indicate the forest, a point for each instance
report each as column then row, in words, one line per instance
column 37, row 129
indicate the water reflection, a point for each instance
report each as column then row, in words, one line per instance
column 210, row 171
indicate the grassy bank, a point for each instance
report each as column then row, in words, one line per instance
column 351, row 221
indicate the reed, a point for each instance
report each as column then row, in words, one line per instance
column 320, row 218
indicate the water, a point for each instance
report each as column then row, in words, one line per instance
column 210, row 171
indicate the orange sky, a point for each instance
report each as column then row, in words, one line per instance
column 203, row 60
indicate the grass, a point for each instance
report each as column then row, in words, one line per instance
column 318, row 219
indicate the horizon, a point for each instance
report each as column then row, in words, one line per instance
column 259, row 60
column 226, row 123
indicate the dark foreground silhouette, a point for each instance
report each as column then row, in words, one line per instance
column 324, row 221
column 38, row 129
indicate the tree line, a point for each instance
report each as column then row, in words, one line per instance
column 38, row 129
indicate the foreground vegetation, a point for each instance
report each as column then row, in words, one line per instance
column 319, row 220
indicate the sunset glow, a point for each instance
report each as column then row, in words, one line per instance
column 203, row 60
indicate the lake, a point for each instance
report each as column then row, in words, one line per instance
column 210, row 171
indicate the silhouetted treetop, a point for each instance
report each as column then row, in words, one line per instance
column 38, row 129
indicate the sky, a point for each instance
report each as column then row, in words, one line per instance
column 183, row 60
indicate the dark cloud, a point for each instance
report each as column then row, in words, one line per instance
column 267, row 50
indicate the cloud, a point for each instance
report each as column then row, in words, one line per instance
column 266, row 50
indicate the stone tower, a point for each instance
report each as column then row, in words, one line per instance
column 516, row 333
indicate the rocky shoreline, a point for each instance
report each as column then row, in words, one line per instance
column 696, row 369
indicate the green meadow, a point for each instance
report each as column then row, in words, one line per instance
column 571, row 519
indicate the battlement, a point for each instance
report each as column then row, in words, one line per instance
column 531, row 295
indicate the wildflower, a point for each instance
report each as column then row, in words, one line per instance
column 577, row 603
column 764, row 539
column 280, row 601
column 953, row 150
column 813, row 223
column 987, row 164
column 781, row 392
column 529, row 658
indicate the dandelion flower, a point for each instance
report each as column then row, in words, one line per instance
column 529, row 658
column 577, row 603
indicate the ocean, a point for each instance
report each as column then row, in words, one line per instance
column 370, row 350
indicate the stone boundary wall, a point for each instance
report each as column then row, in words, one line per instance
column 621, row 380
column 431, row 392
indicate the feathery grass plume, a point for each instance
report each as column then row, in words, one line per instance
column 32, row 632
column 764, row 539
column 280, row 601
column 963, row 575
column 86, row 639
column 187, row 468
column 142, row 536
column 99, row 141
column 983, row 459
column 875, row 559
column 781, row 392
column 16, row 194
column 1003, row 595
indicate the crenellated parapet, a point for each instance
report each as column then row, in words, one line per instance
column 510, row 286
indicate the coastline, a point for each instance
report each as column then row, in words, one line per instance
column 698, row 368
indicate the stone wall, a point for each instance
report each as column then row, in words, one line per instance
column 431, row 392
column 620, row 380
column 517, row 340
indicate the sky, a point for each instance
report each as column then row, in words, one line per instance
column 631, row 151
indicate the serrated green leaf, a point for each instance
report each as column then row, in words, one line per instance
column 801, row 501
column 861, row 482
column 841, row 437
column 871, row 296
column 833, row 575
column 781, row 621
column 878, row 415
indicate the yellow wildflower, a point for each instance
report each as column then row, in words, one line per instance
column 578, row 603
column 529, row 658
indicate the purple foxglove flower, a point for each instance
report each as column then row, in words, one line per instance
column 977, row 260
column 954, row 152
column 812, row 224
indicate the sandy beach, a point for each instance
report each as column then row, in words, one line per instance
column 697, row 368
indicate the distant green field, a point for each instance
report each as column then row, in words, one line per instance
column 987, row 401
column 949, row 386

**Exercise objective:** Pick every line containing the word "stone" out of the material, and copy those lines.

**Answer to this exercise:**
indicate the stone tower, a point for each instance
indicate the stone boundary wall, a point for each instance
indicate the stone wall, a point for each instance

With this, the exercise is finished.